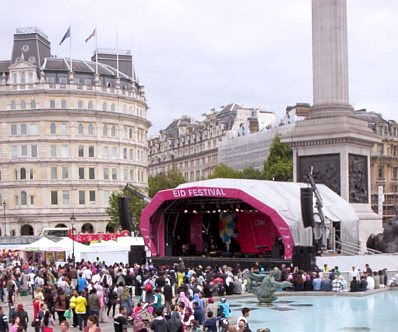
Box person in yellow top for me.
[75,291,88,331]
[69,289,79,328]
[177,271,184,288]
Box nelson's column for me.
[282,0,383,251]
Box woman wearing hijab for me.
[178,292,191,309]
[182,307,194,331]
[191,294,203,310]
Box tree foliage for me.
[263,134,293,181]
[148,167,186,198]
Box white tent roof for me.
[23,237,61,252]
[177,178,359,246]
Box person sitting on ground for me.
[372,271,380,289]
[366,273,375,290]
[332,276,343,292]
[350,276,360,292]
[303,273,313,291]
[360,276,368,291]
[312,273,322,291]
[320,277,332,291]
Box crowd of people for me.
[0,255,394,332]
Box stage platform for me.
[151,255,291,269]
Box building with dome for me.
[0,27,150,237]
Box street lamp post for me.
[70,212,76,262]
[2,201,6,237]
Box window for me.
[51,167,57,180]
[111,103,116,112]
[130,149,134,160]
[111,125,116,137]
[78,145,84,157]
[21,145,28,157]
[111,147,117,159]
[20,101,26,110]
[13,73,17,84]
[103,191,110,205]
[28,72,33,83]
[78,100,83,109]
[31,145,37,157]
[79,167,85,179]
[62,191,69,205]
[50,145,57,157]
[21,191,27,205]
[50,100,56,108]
[46,77,55,84]
[112,168,117,180]
[89,191,96,203]
[88,146,94,157]
[123,148,127,159]
[84,79,91,85]
[103,125,108,136]
[61,99,67,108]
[124,169,128,181]
[62,167,69,179]
[50,123,56,134]
[89,168,95,179]
[61,145,69,158]
[129,128,133,139]
[30,195,34,205]
[20,124,27,135]
[61,123,68,135]
[88,124,94,135]
[11,124,17,135]
[59,77,68,84]
[378,166,384,179]
[30,100,36,109]
[88,101,93,110]
[51,191,58,205]
[10,100,16,110]
[20,168,26,180]
[29,169,33,180]
[30,124,38,135]
[78,123,84,135]
[102,146,109,159]
[394,167,398,180]
[20,72,25,84]
[103,168,109,180]
[11,146,17,158]
[130,169,134,181]
[79,191,85,204]
[102,102,107,111]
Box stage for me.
[151,255,291,269]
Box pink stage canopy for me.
[140,179,359,260]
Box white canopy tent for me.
[23,237,61,252]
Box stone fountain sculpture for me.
[243,270,292,304]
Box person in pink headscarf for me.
[178,291,191,309]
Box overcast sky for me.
[1,0,397,134]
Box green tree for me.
[263,134,293,181]
[208,163,241,179]
[106,187,146,233]
[241,167,264,179]
[148,167,186,198]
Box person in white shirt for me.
[366,274,375,290]
[349,266,360,282]
[236,307,250,329]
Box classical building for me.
[356,110,398,222]
[148,103,277,180]
[0,27,150,237]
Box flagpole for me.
[116,30,119,78]
[95,26,98,76]
[69,25,72,72]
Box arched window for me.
[103,125,108,136]
[21,191,27,205]
[50,100,56,108]
[20,101,26,110]
[88,101,93,110]
[81,223,94,233]
[111,103,116,112]
[111,125,116,137]
[11,100,16,110]
[78,100,83,109]
[30,100,36,109]
[20,168,26,180]
[50,123,56,134]
[61,99,67,108]
[21,224,34,236]
[78,123,84,135]
[88,124,94,135]
[102,102,107,111]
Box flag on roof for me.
[85,28,96,43]
[59,26,71,45]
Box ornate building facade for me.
[356,110,398,222]
[0,28,150,236]
[148,104,277,180]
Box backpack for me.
[145,282,153,292]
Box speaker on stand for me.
[300,187,315,228]
[118,196,133,232]
[129,245,146,265]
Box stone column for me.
[312,0,350,109]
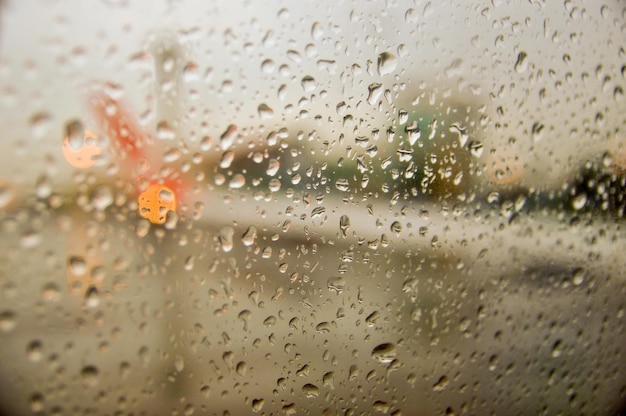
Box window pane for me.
[0,1,624,415]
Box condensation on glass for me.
[0,0,624,415]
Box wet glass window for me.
[0,1,625,415]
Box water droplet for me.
[514,51,528,74]
[91,185,113,210]
[241,226,257,247]
[0,183,16,209]
[174,354,185,372]
[468,141,484,157]
[219,150,235,168]
[432,375,449,392]
[163,147,182,163]
[377,51,397,76]
[367,83,383,105]
[26,340,43,362]
[365,311,380,327]
[29,392,45,413]
[257,103,274,119]
[218,227,234,252]
[30,112,51,139]
[406,121,421,145]
[41,282,61,302]
[301,75,316,92]
[35,175,52,199]
[531,122,544,142]
[68,256,88,276]
[572,268,585,286]
[371,343,396,364]
[390,221,402,235]
[449,123,469,147]
[551,339,563,358]
[228,174,246,189]
[339,215,350,237]
[85,286,100,308]
[81,365,99,387]
[311,206,325,218]
[236,361,247,376]
[0,310,16,332]
[266,159,280,176]
[571,193,586,210]
[65,120,86,150]
[302,383,320,398]
[220,124,237,150]
[156,121,176,140]
[335,178,350,192]
[327,277,346,294]
[252,398,265,412]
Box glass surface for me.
[0,0,625,415]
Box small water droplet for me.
[30,112,51,139]
[551,339,563,358]
[571,268,585,286]
[174,354,185,372]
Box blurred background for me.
[0,0,624,415]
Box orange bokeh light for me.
[137,183,177,225]
[62,130,102,169]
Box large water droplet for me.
[68,256,88,276]
[377,51,397,76]
[514,51,528,74]
[220,124,237,150]
[571,193,587,210]
[371,342,396,364]
[327,276,346,294]
[81,365,99,387]
[91,185,113,210]
[218,227,235,252]
[257,103,274,119]
[241,226,257,247]
[302,383,320,398]
[367,83,383,105]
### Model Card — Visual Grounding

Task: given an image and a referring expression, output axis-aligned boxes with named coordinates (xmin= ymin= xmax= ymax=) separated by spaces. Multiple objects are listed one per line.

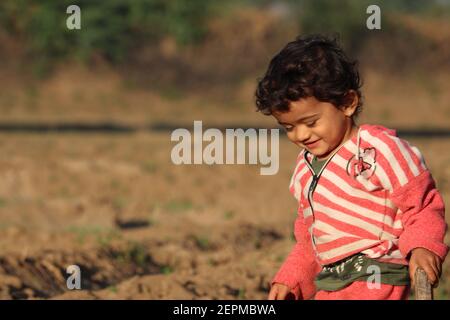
# # # # # # #
> _Problem to work on_
Print the whole listing above exactly, and keep every picture out of the copy.

> _Written answer_
Box person in yellow top for me.
[75,291,88,331]
[69,289,79,328]
[177,271,184,288]
Box nelson's column for me.
[282,0,383,251]
Box woman wearing hijab for me.
[178,292,191,309]
[182,307,194,331]
[191,294,203,310]
Box tree foliage for me.
[263,134,293,181]
[148,167,186,198]
Box white tent roof for me.
[23,237,61,252]
[177,178,359,246]
Box person sitting on ground for me.
[372,271,380,289]
[366,273,375,290]
[332,276,343,292]
[350,276,360,292]
[303,273,313,291]
[360,276,368,291]
[312,273,322,291]
[320,277,332,291]
Box crowd of people for me.
[0,255,394,332]
Box stage platform for me.
[151,255,291,269]
Box building with dome for me.
[0,27,150,237]
Box street lamp post for me.
[70,212,76,262]
[2,201,6,237]
Box window for me.
[51,167,57,180]
[111,103,116,112]
[130,149,134,160]
[111,125,116,137]
[78,145,84,157]
[21,145,28,157]
[111,147,117,159]
[20,101,26,110]
[13,73,17,84]
[103,191,110,205]
[28,72,33,83]
[78,100,83,109]
[31,145,37,157]
[79,167,85,179]
[62,191,69,205]
[50,145,57,157]
[21,191,27,205]
[50,100,56,108]
[46,77,55,84]
[112,168,117,180]
[89,191,96,203]
[88,146,94,157]
[123,148,127,159]
[84,79,91,85]
[103,125,108,136]
[61,99,67,108]
[124,169,128,181]
[62,167,69,179]
[50,123,56,134]
[89,168,95,179]
[61,145,69,158]
[129,128,133,139]
[30,195,34,205]
[20,124,27,135]
[61,123,68,135]
[88,124,94,135]
[11,124,17,135]
[59,77,68,84]
[378,166,384,179]
[30,100,36,109]
[88,101,93,110]
[51,191,58,205]
[10,100,16,110]
[20,168,26,180]
[29,169,33,180]
[30,124,38,135]
[78,123,84,135]
[102,146,109,159]
[394,167,398,180]
[20,72,25,84]
[103,168,109,180]
[11,146,17,158]
[130,169,134,181]
[79,191,85,204]
[102,102,107,111]
Box stage for me.
[151,255,291,269]
Box pink stage canopy for me.
[140,179,359,260]
Box white canopy tent for me.
[23,237,61,252]
Box stone fountain sculpture for me.
[243,270,292,304]
Box person in pink headscarf for me.
[178,291,191,309]
Box overcast sky for me.
[1,0,397,134]
Box green tree for me.
[263,134,293,181]
[208,163,241,179]
[106,187,146,233]
[241,167,264,179]
[148,167,186,198]
Box person in white shirt for me.
[366,274,375,290]
[349,266,360,282]
[236,307,250,329]
Box classical building for me.
[356,110,398,222]
[148,103,277,180]
[0,27,150,237]
Box flagpole for me.
[116,30,119,78]
[95,26,98,76]
[69,25,72,72]
Box arched window for me.
[103,125,108,136]
[21,191,27,205]
[50,100,56,108]
[20,101,26,110]
[88,101,93,110]
[81,223,94,233]
[111,103,116,112]
[111,125,116,137]
[11,100,16,110]
[78,100,83,109]
[30,100,36,109]
[20,168,26,180]
[50,123,56,134]
[61,99,67,108]
[21,224,34,236]
[78,123,84,135]
[88,124,94,135]
[102,102,107,111]
Box flag on roof for me.
[85,28,96,43]
[59,26,71,45]
Box ornate building facade for me.
[356,110,398,222]
[0,28,150,236]
[148,104,277,180]
Box backpack for me.
[145,282,153,292]
Box speaker on stand for me.
[300,187,315,228]
[118,196,133,232]
[129,245,146,265]
Box stone column for me.
[312,0,350,109]
Box window pane for me.
[0,1,624,415]
Box condensation on glass for me.
[0,0,624,415]
Box wet glass window for me.
[0,1,625,415]
Box water droplet for me.
[514,51,528,74]
[91,185,113,210]
[241,226,257,247]
[0,183,16,209]
[174,354,185,372]
[468,141,484,157]
[219,150,235,168]
[432,375,449,392]
[163,147,182,163]
[377,51,397,76]
[367,83,383,105]
[26,340,43,362]
[365,311,380,327]
[29,392,45,413]
[257,103,274,119]
[218,227,234,252]
[30,112,51,139]
[406,121,421,145]
[41,282,61,302]
[301,75,316,92]
[35,175,52,199]
[531,122,544,142]
[68,256,88,276]
[572,268,585,286]
[371,343,396,364]
[390,221,402,235]
[449,123,469,147]
[551,339,563,358]
[228,174,246,189]
[339,215,350,237]
[85,286,100,308]
[81,365,99,387]
[311,206,325,218]
[236,361,247,376]
[0,310,16,332]
[266,159,280,176]
[571,193,586,210]
[65,120,86,150]
[302,383,320,398]
[220,124,237,150]
[156,121,176,140]
[335,178,350,192]
[327,277,346,294]
[252,398,265,412]
Box glass surface for me.
[0,0,625,415]
Box small water droplet for me.
[30,112,51,139]
[551,339,563,358]
[571,268,585,286]
[174,354,185,372]
Box blurred background for me.
[0,0,624,415]
Box orange bokeh light for me.
[137,183,177,225]
[62,130,102,169]
Box large water droplet for me.
[68,256,88,276]
[377,51,397,76]
[514,51,528,74]
[220,124,237,150]
[571,193,587,210]
[371,342,396,364]
[327,276,346,294]
[81,365,99,387]
[91,185,113,210]
[218,227,235,252]
[257,103,274,119]
[241,226,257,247]
[302,383,320,398]
[367,83,383,105]
### Model Card — Visual Grounding

Task: given an image and a referring expression, output axis-aligned boxes with named coordinates (xmin= ymin= xmax= ymax=) separated by spaces. Multiple objects are listed one per line.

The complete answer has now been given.